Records
# # # # # # #

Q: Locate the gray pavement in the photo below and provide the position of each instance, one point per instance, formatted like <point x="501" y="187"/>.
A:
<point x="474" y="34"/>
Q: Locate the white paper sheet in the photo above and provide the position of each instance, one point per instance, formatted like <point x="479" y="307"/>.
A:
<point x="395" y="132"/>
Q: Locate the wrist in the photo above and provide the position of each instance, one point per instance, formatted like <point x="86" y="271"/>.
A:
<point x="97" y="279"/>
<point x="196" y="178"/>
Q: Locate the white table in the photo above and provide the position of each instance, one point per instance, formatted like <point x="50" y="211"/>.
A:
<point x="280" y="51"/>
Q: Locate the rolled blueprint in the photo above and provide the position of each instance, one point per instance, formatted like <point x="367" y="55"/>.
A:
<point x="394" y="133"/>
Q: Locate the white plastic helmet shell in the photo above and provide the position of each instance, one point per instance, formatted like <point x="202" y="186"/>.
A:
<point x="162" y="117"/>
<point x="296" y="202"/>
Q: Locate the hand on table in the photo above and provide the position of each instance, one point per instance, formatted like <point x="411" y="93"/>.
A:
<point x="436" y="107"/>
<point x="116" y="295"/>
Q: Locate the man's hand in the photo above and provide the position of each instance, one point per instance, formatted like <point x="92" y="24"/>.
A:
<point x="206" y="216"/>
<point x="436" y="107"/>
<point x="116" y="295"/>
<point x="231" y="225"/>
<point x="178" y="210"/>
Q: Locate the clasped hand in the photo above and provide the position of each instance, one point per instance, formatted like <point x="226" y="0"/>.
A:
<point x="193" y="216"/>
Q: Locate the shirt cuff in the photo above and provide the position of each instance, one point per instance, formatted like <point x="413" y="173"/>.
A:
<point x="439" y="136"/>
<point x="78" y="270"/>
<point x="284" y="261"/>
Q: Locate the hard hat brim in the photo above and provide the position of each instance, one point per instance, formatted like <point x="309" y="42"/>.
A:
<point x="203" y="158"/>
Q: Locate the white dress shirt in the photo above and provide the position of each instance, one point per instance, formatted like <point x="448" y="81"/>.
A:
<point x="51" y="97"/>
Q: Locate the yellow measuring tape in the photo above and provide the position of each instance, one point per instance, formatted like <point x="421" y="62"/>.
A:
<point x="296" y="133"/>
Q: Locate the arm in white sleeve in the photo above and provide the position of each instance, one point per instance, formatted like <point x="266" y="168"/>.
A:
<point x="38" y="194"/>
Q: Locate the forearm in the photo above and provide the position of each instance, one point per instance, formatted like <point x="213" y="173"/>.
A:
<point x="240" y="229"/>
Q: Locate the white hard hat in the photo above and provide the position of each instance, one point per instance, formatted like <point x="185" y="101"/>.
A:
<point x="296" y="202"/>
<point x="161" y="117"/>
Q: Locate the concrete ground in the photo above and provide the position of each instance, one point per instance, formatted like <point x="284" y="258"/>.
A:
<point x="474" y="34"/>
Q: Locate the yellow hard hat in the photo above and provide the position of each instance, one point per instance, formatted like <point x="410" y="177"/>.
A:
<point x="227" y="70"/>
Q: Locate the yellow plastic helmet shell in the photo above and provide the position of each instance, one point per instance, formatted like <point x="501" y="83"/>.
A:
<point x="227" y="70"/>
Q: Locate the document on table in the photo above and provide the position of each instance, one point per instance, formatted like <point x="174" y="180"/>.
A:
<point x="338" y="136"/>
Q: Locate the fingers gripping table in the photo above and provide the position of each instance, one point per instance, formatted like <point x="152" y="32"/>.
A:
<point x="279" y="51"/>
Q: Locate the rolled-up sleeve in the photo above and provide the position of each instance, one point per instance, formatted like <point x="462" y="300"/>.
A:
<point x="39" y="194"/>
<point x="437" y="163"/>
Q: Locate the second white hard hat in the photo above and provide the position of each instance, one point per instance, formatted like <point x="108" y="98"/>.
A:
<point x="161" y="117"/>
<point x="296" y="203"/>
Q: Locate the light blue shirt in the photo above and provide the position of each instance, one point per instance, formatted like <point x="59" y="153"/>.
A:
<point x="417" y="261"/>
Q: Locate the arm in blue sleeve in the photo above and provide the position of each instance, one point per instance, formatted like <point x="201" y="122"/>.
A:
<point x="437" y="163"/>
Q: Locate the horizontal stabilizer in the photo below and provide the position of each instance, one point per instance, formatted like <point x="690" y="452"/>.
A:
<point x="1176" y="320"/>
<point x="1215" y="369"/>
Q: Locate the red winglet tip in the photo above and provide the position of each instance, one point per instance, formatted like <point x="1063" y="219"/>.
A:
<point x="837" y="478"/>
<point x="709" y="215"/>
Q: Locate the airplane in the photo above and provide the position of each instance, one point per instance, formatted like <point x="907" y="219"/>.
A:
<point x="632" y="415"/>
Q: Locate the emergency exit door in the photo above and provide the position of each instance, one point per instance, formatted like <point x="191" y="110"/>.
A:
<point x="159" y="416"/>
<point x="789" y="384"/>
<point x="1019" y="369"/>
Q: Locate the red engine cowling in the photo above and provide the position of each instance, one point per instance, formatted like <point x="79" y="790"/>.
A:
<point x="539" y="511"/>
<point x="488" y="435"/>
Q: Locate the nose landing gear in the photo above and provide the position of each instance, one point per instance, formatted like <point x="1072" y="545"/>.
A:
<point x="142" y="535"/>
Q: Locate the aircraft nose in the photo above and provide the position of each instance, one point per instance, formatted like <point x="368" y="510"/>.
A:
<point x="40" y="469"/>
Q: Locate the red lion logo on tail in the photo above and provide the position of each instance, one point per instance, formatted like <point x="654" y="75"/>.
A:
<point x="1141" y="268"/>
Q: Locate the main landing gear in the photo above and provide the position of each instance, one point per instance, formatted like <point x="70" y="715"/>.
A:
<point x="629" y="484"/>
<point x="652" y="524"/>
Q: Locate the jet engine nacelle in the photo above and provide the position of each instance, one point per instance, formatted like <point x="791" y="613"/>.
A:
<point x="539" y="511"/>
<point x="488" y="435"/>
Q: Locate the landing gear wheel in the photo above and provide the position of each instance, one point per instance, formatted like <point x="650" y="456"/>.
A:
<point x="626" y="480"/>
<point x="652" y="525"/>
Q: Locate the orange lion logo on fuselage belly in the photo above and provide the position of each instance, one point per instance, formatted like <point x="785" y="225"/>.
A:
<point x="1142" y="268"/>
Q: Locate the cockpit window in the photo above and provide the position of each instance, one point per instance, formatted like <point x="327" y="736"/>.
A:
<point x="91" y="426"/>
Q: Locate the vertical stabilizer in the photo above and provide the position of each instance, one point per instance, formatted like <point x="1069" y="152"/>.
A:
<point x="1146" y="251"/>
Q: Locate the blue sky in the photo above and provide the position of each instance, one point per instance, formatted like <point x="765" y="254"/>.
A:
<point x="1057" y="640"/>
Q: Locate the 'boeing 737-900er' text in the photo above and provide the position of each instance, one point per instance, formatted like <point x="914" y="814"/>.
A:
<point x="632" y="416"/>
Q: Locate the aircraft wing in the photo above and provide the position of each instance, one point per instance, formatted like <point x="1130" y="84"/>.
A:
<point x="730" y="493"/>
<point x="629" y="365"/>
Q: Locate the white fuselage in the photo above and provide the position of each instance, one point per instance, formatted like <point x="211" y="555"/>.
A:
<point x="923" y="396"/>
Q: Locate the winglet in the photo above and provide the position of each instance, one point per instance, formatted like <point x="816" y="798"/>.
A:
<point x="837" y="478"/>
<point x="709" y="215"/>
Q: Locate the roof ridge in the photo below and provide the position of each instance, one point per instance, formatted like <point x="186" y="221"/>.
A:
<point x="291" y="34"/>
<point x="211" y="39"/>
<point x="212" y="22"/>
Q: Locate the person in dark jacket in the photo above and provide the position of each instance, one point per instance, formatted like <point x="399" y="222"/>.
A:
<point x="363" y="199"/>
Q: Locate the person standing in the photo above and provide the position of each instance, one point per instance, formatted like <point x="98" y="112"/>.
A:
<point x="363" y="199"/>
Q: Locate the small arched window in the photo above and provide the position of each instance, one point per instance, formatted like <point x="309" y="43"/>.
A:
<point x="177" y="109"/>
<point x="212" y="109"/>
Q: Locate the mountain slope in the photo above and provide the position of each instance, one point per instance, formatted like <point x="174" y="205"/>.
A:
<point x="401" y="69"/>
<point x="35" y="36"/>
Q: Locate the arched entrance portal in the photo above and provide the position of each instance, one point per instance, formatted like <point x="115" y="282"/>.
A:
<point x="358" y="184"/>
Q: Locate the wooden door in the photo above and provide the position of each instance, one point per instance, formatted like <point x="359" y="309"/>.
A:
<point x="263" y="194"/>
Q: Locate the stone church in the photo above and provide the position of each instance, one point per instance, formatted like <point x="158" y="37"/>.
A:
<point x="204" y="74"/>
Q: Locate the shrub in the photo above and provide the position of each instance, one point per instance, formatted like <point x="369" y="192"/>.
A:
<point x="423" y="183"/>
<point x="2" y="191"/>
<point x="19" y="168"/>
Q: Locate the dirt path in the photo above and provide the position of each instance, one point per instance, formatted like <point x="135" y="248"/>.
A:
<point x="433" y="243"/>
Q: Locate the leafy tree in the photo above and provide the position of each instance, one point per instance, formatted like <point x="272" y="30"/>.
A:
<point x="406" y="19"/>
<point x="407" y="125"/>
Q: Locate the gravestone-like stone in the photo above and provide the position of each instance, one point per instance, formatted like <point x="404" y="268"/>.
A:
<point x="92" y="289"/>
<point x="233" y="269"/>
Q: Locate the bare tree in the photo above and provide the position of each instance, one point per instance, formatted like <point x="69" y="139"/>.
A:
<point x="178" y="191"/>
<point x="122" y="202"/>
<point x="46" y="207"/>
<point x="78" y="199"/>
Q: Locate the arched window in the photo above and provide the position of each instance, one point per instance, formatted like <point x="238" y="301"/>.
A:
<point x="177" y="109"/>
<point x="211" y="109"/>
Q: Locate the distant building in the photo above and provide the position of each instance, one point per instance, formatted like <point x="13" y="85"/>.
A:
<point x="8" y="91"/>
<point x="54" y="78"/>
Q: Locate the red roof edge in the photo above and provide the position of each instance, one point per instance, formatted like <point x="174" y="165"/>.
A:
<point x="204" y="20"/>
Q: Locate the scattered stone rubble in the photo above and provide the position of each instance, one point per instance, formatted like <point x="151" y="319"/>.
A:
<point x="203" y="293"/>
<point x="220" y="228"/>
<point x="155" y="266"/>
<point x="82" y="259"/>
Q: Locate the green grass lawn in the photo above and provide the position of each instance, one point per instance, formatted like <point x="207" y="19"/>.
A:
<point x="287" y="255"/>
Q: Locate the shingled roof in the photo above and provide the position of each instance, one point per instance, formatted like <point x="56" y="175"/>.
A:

# # # # # # #

Look above for the line containing "Q: Locate the shrub"; copy from it through the last line, exactly, and nothing more.

◆ **OUTPUT OF THE TASK**
Q: Locate the shrub in the photo above and provide the position of each instance, one point per instance, formatted like <point x="369" y="192"/>.
A:
<point x="423" y="183"/>
<point x="2" y="191"/>
<point x="19" y="168"/>
Q: Locate the dirt path in the photo above and provide the position of each instance, one point per instance, formatted like <point x="135" y="248"/>.
A:
<point x="433" y="243"/>
Q: Locate the leafy tree in the photo above and provide the position of each instance, one point per instance, formatted like <point x="272" y="30"/>.
A:
<point x="406" y="19"/>
<point x="407" y="125"/>
Q: Locate the gravestone-like stone in the photo above and provide the position of each instance, one point per instance, formatted like <point x="404" y="268"/>.
A:
<point x="92" y="289"/>
<point x="233" y="269"/>
Q: Locate the bare tree in the photo above and provide the position of each instance, one point per instance, formatted like <point x="69" y="139"/>.
A:
<point x="178" y="191"/>
<point x="122" y="202"/>
<point x="46" y="207"/>
<point x="78" y="199"/>
Q: Locate the arched window in the photo above and provide the position of each instance, one point per instance, formatted like <point x="238" y="301"/>.
A:
<point x="177" y="109"/>
<point x="211" y="109"/>
Q: Locate the distant building in the photo above and provide the position of each instance, one point per instance, formatted like <point x="13" y="85"/>.
A:
<point x="8" y="91"/>
<point x="54" y="78"/>
Q: Locate the red roof edge in the photo above and provide the position of each instance, one point per instance, formatted like <point x="174" y="165"/>.
A:
<point x="204" y="20"/>
Q: Locate the scattered stone rubble in the photo above and provide the position of each instance, one point per instance, formatted like <point x="151" y="319"/>.
A:
<point x="203" y="293"/>
<point x="220" y="228"/>
<point x="155" y="266"/>
<point x="82" y="259"/>
Q: Locate the green grass lawn in the photo above and provide the position of each instance, one point per instance, formatted like <point x="207" y="19"/>.
A:
<point x="287" y="255"/>
Q: Locate the shingled roof in the photo above and provide the position of each instance, one point per instance, formatted like <point x="56" y="175"/>.
A:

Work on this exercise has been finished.